-------- Records shown --------

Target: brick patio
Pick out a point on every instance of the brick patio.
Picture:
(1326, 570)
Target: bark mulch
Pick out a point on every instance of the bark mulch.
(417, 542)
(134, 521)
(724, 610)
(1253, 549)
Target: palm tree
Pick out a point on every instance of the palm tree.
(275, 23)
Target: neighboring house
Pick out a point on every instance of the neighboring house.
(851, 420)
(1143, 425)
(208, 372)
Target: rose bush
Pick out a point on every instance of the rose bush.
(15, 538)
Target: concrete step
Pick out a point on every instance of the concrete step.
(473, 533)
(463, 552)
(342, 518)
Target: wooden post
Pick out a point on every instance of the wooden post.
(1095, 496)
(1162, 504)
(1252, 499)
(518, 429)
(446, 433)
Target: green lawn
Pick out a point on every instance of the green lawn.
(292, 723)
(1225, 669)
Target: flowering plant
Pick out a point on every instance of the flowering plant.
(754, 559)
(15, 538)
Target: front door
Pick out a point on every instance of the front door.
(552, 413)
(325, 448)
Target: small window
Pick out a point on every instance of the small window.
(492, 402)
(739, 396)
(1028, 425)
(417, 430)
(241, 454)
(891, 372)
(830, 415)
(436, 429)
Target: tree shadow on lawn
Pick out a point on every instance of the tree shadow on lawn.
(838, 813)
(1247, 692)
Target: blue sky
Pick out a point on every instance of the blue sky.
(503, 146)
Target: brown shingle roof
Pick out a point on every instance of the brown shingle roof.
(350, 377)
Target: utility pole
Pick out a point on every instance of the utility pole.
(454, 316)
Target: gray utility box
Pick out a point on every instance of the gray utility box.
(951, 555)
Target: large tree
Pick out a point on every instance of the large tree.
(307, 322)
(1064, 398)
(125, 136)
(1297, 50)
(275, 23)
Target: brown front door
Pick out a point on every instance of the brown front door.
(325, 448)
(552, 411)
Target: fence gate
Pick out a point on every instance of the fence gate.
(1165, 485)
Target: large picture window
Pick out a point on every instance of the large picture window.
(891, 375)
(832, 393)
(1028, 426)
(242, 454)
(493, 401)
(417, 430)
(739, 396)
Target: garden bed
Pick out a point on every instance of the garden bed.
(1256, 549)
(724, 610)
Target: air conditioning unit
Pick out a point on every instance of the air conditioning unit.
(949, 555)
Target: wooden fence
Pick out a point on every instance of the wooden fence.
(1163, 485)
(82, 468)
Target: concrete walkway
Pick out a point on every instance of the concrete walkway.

--------

What lines in the material include the string "walkway"? Pull each one out.

**Exercise result:**
Target: concrete walkway
Pick out a point on every instance of the concrete walkway.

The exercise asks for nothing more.